### Problem details
Collect every line in the items below that contains the word "carpet". Copy each of those lines in full.

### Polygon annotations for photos
========
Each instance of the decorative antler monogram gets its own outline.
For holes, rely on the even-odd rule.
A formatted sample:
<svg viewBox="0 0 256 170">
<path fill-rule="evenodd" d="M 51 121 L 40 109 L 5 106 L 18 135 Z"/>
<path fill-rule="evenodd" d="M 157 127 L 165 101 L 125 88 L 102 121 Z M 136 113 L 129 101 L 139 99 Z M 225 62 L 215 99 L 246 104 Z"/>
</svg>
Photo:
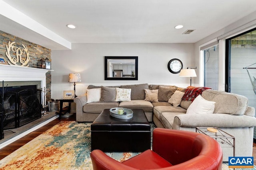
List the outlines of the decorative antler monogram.
<svg viewBox="0 0 256 170">
<path fill-rule="evenodd" d="M 21 66 L 28 66 L 29 64 L 27 65 L 27 64 L 29 61 L 30 57 L 28 56 L 29 55 L 29 51 L 28 50 L 28 47 L 25 47 L 23 44 L 22 44 L 24 48 L 22 49 L 20 48 L 14 46 L 13 44 L 14 43 L 15 43 L 15 42 L 10 43 L 10 42 L 9 41 L 8 44 L 6 44 L 6 51 L 5 52 L 5 54 L 10 62 L 10 62 L 8 61 L 8 64 L 9 64 L 9 65 L 17 65 Z M 16 53 L 16 58 L 15 57 L 12 58 L 11 57 L 10 54 L 10 52 L 11 50 L 13 52 Z M 25 53 L 26 53 L 26 59 L 22 58 L 21 56 L 22 54 Z"/>
</svg>

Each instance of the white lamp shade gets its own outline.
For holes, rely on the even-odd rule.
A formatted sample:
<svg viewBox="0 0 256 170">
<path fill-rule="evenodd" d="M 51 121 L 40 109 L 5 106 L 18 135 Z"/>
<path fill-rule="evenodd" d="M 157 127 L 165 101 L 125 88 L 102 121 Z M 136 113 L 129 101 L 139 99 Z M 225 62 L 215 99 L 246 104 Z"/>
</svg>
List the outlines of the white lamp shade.
<svg viewBox="0 0 256 170">
<path fill-rule="evenodd" d="M 196 77 L 196 74 L 193 69 L 183 69 L 180 72 L 180 77 Z"/>
<path fill-rule="evenodd" d="M 68 82 L 81 82 L 80 73 L 70 73 L 68 76 Z"/>
</svg>

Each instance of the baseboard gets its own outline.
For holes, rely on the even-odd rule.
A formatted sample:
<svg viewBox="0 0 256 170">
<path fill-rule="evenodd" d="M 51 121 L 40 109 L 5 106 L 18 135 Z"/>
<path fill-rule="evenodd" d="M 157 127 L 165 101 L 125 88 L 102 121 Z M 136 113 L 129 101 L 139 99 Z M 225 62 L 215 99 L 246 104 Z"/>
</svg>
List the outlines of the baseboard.
<svg viewBox="0 0 256 170">
<path fill-rule="evenodd" d="M 43 126 L 44 126 L 45 125 L 48 123 L 49 123 L 52 121 L 53 120 L 57 119 L 58 117 L 59 117 L 59 115 L 57 115 L 52 117 L 51 118 L 48 119 L 48 120 L 46 121 L 44 121 L 43 122 L 42 122 L 41 123 L 40 123 L 40 124 L 37 125 L 34 127 L 33 127 L 31 129 L 29 129 L 27 131 L 26 131 L 23 132 L 23 133 L 21 133 L 20 135 L 17 136 L 16 136 L 16 137 L 10 139 L 10 140 L 8 140 L 6 142 L 5 142 L 3 143 L 1 143 L 1 144 L 0 144 L 0 149 L 3 148 L 5 147 L 6 147 L 8 145 L 14 142 L 15 142 L 15 141 L 17 141 L 19 139 L 21 138 L 22 137 L 28 134 L 35 131 L 36 130 L 42 127 Z"/>
</svg>

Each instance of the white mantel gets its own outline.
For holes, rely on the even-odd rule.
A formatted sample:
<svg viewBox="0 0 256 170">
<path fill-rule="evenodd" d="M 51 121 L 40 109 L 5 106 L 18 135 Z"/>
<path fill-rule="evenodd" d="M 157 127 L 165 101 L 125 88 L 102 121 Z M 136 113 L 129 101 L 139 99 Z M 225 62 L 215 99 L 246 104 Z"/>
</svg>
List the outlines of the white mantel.
<svg viewBox="0 0 256 170">
<path fill-rule="evenodd" d="M 0 82 L 40 81 L 41 86 L 46 87 L 46 73 L 52 70 L 16 65 L 0 64 Z"/>
</svg>

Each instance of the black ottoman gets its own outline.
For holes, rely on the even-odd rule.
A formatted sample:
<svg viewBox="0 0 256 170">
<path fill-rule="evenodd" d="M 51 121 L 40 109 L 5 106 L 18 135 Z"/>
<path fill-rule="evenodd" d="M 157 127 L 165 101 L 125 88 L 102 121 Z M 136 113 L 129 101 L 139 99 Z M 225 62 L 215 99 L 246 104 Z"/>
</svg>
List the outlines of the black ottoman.
<svg viewBox="0 0 256 170">
<path fill-rule="evenodd" d="M 91 125 L 91 150 L 104 152 L 143 152 L 150 149 L 150 125 L 142 109 L 132 109 L 133 117 L 111 116 L 105 109 Z"/>
</svg>

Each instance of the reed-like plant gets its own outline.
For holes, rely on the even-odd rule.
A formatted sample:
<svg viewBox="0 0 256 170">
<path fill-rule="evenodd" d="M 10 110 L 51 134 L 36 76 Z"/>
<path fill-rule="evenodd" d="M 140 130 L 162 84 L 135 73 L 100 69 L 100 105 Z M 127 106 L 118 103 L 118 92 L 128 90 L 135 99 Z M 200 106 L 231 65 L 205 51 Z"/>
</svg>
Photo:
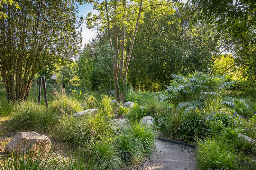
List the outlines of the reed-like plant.
<svg viewBox="0 0 256 170">
<path fill-rule="evenodd" d="M 225 92 L 236 82 L 226 82 L 225 75 L 211 76 L 195 72 L 188 77 L 175 74 L 172 77 L 174 80 L 158 98 L 161 101 L 169 101 L 178 109 L 210 113 L 220 110 L 224 104 L 235 108 L 237 103 L 250 109 L 243 100 L 224 97 Z"/>
</svg>

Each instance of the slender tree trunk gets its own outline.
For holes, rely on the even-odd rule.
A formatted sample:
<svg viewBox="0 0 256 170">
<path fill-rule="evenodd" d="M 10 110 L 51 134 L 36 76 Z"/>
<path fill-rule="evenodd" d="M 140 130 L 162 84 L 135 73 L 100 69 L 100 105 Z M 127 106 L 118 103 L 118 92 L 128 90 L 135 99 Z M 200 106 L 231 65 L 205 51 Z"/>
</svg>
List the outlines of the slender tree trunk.
<svg viewBox="0 0 256 170">
<path fill-rule="evenodd" d="M 123 16 L 123 21 L 124 21 L 125 20 L 125 9 L 126 8 L 126 0 L 124 0 L 123 1 L 123 6 L 124 7 L 124 9 L 125 9 L 124 10 L 124 15 Z M 122 86 L 121 88 L 121 87 L 119 87 L 120 89 L 120 100 L 121 100 L 123 102 L 125 102 L 125 96 L 124 95 L 124 91 L 125 90 L 124 89 L 124 80 L 122 78 L 123 78 L 123 69 L 124 69 L 124 57 L 125 55 L 125 25 L 124 25 L 123 26 L 122 29 L 124 30 L 122 36 L 122 46 L 121 47 L 121 60 L 120 60 L 120 72 L 119 77 L 120 79 L 119 80 L 120 84 L 121 84 L 121 86 Z"/>
<path fill-rule="evenodd" d="M 115 91 L 116 92 L 116 99 L 119 101 L 119 88 L 118 88 L 118 69 L 117 66 L 115 65 L 115 59 L 114 58 L 114 52 L 113 50 L 113 47 L 112 46 L 112 42 L 111 41 L 111 37 L 110 37 L 110 28 L 109 17 L 108 11 L 108 6 L 107 0 L 105 0 L 105 8 L 106 10 L 107 14 L 107 21 L 108 22 L 108 37 L 109 45 L 110 47 L 110 51 L 111 52 L 111 57 L 112 58 L 112 64 L 113 65 L 113 69 L 114 70 L 114 73 L 113 75 L 113 79 L 114 80 L 114 84 L 115 85 Z"/>
<path fill-rule="evenodd" d="M 134 40 L 135 40 L 135 36 L 136 36 L 136 34 L 137 33 L 137 31 L 138 30 L 138 27 L 139 25 L 139 18 L 140 16 L 140 13 L 141 10 L 141 7 L 142 6 L 142 3 L 143 0 L 140 0 L 140 4 L 139 5 L 139 12 L 138 13 L 138 17 L 137 17 L 137 20 L 136 21 L 136 26 L 135 26 L 135 29 L 134 30 L 134 33 L 132 36 L 132 39 L 131 42 L 131 46 L 130 47 L 130 51 L 129 51 L 129 55 L 128 56 L 128 58 L 127 58 L 127 61 L 126 61 L 126 64 L 125 66 L 125 72 L 124 73 L 124 81 L 125 83 L 126 82 L 126 75 L 127 74 L 127 72 L 128 70 L 128 66 L 129 65 L 129 63 L 130 62 L 130 60 L 131 58 L 131 52 L 132 51 L 132 48 L 133 48 L 133 44 L 134 43 Z"/>
<path fill-rule="evenodd" d="M 111 81 L 112 79 L 112 78 L 111 78 L 112 75 L 111 75 L 111 73 L 110 73 L 110 91 L 109 92 L 109 96 L 111 97 L 111 86 L 112 85 L 112 84 L 111 84 Z"/>
</svg>

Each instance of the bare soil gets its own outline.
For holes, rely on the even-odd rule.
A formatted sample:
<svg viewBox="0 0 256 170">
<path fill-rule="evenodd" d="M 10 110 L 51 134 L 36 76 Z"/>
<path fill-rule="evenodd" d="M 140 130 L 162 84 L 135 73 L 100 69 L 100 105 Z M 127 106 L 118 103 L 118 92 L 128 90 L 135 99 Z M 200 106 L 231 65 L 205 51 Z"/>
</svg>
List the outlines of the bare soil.
<svg viewBox="0 0 256 170">
<path fill-rule="evenodd" d="M 144 169 L 198 169 L 194 149 L 189 147 L 158 141 L 156 151 Z"/>
</svg>

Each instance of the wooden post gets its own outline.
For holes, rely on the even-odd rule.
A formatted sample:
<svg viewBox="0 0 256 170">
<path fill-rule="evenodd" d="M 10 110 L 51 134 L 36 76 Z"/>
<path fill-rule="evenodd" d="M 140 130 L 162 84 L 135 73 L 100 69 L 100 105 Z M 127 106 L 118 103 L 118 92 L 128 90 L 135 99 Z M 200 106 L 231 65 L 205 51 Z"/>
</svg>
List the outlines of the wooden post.
<svg viewBox="0 0 256 170">
<path fill-rule="evenodd" d="M 38 96 L 38 104 L 40 104 L 41 101 L 41 86 L 42 84 L 42 77 L 39 77 L 39 91 Z"/>
<path fill-rule="evenodd" d="M 45 100 L 45 106 L 48 107 L 48 101 L 47 101 L 47 95 L 46 95 L 46 83 L 45 82 L 45 78 L 44 76 L 42 77 L 43 79 L 43 87 L 44 88 L 44 98 Z"/>
</svg>

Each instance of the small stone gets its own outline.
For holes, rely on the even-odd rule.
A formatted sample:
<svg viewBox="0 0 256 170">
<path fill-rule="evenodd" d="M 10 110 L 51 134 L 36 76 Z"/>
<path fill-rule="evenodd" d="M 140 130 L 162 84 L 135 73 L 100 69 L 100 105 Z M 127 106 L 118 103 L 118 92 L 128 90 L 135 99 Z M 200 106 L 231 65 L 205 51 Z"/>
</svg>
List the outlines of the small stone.
<svg viewBox="0 0 256 170">
<path fill-rule="evenodd" d="M 134 103 L 133 102 L 131 102 L 130 101 L 128 101 L 124 103 L 124 106 L 126 108 L 132 108 L 133 107 L 133 106 L 134 106 Z"/>
<path fill-rule="evenodd" d="M 97 112 L 97 109 L 89 109 L 83 110 L 80 112 L 78 112 L 73 114 L 73 116 L 80 116 L 84 115 L 86 114 L 94 113 Z"/>
<path fill-rule="evenodd" d="M 5 146 L 5 150 L 17 156 L 26 154 L 29 151 L 33 156 L 47 154 L 51 147 L 50 139 L 45 135 L 35 132 L 20 132 Z"/>
</svg>

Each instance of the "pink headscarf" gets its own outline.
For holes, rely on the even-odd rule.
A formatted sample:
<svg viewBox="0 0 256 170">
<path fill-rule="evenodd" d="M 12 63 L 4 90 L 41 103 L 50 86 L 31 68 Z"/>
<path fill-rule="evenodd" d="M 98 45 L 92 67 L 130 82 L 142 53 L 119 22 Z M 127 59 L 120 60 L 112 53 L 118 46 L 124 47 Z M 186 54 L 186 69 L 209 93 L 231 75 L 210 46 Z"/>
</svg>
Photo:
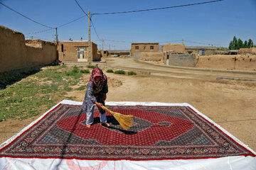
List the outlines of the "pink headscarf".
<svg viewBox="0 0 256 170">
<path fill-rule="evenodd" d="M 100 76 L 100 81 L 95 80 L 95 76 Z M 103 72 L 99 67 L 95 67 L 92 70 L 92 75 L 90 77 L 90 81 L 92 82 L 94 85 L 99 86 L 100 84 L 105 81 L 107 76 L 103 74 Z"/>
</svg>

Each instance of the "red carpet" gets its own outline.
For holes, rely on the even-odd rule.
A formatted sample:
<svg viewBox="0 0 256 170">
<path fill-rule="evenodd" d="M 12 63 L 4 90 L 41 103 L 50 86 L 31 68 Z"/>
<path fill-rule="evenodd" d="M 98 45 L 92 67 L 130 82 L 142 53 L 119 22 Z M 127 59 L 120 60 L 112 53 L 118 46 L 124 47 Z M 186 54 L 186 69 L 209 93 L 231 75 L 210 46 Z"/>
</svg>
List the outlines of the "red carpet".
<svg viewBox="0 0 256 170">
<path fill-rule="evenodd" d="M 107 113 L 110 128 L 85 126 L 80 106 L 60 104 L 39 122 L 0 150 L 0 157 L 80 159 L 201 159 L 255 156 L 188 106 L 107 106 L 134 115 L 122 129 Z"/>
</svg>

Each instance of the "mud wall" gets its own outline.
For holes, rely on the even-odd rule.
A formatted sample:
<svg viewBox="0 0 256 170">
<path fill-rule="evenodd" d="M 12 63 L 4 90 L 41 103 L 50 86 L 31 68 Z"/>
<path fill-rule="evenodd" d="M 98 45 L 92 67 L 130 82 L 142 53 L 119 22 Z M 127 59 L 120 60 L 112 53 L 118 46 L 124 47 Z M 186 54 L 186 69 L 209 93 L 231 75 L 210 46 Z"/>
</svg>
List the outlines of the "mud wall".
<svg viewBox="0 0 256 170">
<path fill-rule="evenodd" d="M 256 47 L 251 47 L 251 48 L 240 48 L 238 50 L 238 55 L 256 55 Z"/>
<path fill-rule="evenodd" d="M 133 58 L 142 61 L 159 62 L 163 61 L 163 52 L 136 52 L 133 55 Z"/>
<path fill-rule="evenodd" d="M 24 35 L 0 26 L 0 72 L 26 67 Z"/>
<path fill-rule="evenodd" d="M 50 64 L 58 59 L 56 45 L 0 26 L 0 72 Z"/>
<path fill-rule="evenodd" d="M 163 46 L 163 52 L 175 51 L 175 52 L 185 52 L 185 45 L 183 44 L 164 44 Z"/>
<path fill-rule="evenodd" d="M 168 57 L 169 55 L 169 57 Z M 169 60 L 167 60 L 169 58 Z M 195 67 L 195 54 L 170 54 L 164 52 L 164 64 L 175 66 Z"/>
<path fill-rule="evenodd" d="M 200 56 L 196 67 L 256 71 L 256 55 Z"/>
</svg>

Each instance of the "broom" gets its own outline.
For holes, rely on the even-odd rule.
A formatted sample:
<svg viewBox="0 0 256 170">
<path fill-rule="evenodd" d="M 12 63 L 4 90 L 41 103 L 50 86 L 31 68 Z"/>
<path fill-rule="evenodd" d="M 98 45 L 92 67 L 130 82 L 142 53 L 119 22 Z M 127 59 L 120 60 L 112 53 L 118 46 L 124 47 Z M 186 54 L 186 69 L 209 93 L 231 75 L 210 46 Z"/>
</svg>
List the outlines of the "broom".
========
### Final answer
Each instance of the "red carpet" gets its own outline.
List the outlines of the "red carpet".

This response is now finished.